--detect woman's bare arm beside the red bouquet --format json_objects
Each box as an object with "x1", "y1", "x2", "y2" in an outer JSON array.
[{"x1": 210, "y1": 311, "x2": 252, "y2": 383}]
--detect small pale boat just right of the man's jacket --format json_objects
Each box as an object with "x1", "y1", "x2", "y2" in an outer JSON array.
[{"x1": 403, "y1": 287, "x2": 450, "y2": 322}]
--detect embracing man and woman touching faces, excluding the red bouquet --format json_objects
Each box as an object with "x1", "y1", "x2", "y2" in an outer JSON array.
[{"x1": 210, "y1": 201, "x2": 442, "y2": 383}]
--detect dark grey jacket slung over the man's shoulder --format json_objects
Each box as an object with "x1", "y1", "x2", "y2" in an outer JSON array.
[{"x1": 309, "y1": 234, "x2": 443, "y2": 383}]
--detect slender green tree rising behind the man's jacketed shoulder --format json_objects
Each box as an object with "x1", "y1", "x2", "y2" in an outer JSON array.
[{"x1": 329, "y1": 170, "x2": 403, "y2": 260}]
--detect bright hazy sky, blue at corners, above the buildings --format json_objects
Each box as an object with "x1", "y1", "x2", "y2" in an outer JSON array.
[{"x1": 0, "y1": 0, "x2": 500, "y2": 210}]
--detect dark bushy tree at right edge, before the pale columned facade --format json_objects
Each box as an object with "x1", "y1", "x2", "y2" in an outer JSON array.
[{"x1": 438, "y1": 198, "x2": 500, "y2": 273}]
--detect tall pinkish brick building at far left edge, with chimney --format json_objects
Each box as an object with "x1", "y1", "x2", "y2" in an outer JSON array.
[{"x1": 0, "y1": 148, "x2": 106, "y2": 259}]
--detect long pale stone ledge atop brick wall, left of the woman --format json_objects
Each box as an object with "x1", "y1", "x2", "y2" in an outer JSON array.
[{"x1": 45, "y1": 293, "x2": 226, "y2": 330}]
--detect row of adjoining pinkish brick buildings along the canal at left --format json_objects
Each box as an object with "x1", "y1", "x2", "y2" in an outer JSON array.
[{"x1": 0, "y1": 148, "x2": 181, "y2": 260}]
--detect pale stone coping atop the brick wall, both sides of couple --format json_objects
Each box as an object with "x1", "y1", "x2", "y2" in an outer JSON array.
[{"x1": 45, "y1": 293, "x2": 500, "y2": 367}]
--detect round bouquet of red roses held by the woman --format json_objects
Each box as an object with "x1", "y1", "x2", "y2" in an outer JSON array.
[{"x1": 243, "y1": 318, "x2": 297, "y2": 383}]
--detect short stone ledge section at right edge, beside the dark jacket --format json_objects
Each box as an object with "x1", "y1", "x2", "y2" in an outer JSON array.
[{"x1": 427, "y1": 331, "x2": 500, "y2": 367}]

◆ WHAT YOU WILL DO
Set the listing above down once more in full, exactly as it is.

◆ YOUR RESPONSE
--detect woman's bare arm beside the red bouquet --format json_objects
Each box as an object with "x1", "y1", "x2", "y2" in an outer JSON array.
[{"x1": 210, "y1": 311, "x2": 252, "y2": 383}]
--detect small pale boat just right of the man's jacket --format json_objects
Each box as an object with "x1", "y1", "x2", "y2" in an outer JSON array.
[{"x1": 403, "y1": 287, "x2": 450, "y2": 322}]
--detect embracing man and woman touching faces, excluding the red bouquet --format json_objects
Each box as an object with "x1", "y1", "x2", "y2" in an outer JSON array.
[{"x1": 210, "y1": 201, "x2": 442, "y2": 383}]
--detect dark grey jacket slung over the man's shoulder --format json_objects
Each box as an object with "x1", "y1", "x2", "y2" in an outer JSON array.
[{"x1": 309, "y1": 234, "x2": 443, "y2": 383}]
--detect slender green tree rising behind the man's jacketed shoulder --format json_objects
Each box as an object with "x1", "y1", "x2", "y2" in an outer JSON array.
[{"x1": 329, "y1": 170, "x2": 403, "y2": 260}]
--detect bright hazy sky, blue at corners, above the buildings --format json_objects
Each box as an object with "x1", "y1", "x2", "y2" in an outer JSON array.
[{"x1": 0, "y1": 0, "x2": 500, "y2": 210}]
--detect dark bushy tree at right edge, before the pale columned facade --format json_objects
Each box as an object with "x1", "y1", "x2", "y2" in an outer JSON array.
[{"x1": 438, "y1": 198, "x2": 500, "y2": 273}]
--detect tall pinkish brick building at far left edge, with chimney --format json_objects
Each box as an object with "x1", "y1", "x2", "y2" in an outer JSON array.
[{"x1": 0, "y1": 148, "x2": 106, "y2": 259}]
--detect long pale stone ledge atop brick wall, left of the woman --format json_objects
Each box as an object with "x1", "y1", "x2", "y2" in an outer JSON array.
[{"x1": 45, "y1": 293, "x2": 226, "y2": 330}]
--detect row of adjoining pinkish brick buildings along the canal at left --format json_objects
Each box as an object with "x1", "y1", "x2", "y2" in an outer JSON array.
[{"x1": 0, "y1": 148, "x2": 181, "y2": 260}]
--detect pale stone coping atop the brick wall, both sides of couple --format json_objects
Each box as an object with "x1", "y1", "x2", "y2" in an outer JSON array.
[{"x1": 45, "y1": 293, "x2": 500, "y2": 367}]
--detect round bouquet of red roses held by the woman --format json_objects
Each box as an object with "x1", "y1", "x2", "y2" in an outer JSON array.
[{"x1": 243, "y1": 318, "x2": 297, "y2": 383}]
--detect short stone ledge section at right edge, beside the dark jacket --format json_objects
Each box as an object with "x1", "y1", "x2", "y2" in an outer JSON array.
[{"x1": 427, "y1": 331, "x2": 500, "y2": 367}]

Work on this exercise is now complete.